OBJECTIVE
Can you pull out, word for word, the lines from the one containing "Would you mind pointing to the eyebrow" through the end of the material, with both ends included?
* Begin ITEMS *
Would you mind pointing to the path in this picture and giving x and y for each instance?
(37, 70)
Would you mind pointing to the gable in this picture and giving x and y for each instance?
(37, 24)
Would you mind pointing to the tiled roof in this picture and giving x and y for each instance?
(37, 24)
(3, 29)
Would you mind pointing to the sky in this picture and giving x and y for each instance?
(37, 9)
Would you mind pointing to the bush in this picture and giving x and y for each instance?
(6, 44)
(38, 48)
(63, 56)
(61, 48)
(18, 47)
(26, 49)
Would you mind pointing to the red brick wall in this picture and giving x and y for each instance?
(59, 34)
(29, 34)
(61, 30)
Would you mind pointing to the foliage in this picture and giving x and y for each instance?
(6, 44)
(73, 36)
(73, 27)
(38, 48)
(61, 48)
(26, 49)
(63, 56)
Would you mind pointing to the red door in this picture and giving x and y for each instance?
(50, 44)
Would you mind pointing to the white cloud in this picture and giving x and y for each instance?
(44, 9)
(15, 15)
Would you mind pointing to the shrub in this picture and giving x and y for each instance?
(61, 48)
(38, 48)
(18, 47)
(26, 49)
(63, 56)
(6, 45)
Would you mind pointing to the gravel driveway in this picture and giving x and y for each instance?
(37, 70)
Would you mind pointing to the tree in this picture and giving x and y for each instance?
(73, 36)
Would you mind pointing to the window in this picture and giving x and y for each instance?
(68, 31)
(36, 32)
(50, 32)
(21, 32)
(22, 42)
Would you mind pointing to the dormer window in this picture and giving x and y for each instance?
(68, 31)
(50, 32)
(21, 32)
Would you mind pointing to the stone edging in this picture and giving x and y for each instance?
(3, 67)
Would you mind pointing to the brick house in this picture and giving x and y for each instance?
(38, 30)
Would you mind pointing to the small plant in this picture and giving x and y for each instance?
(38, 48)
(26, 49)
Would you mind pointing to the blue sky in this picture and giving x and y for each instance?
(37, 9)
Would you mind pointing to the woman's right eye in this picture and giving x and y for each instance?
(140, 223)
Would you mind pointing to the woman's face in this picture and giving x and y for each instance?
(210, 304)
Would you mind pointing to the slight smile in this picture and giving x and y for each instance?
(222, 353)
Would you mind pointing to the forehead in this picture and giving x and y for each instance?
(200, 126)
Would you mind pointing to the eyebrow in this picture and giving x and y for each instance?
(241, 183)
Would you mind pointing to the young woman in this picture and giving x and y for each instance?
* End ITEMS *
EXERCISE OUTPUT
Would you mind pointing to the eyebrow in this picture and giving x and y for each instance?
(241, 183)
Would you mind pointing to the young woman in this picture and giving x and y for each instance?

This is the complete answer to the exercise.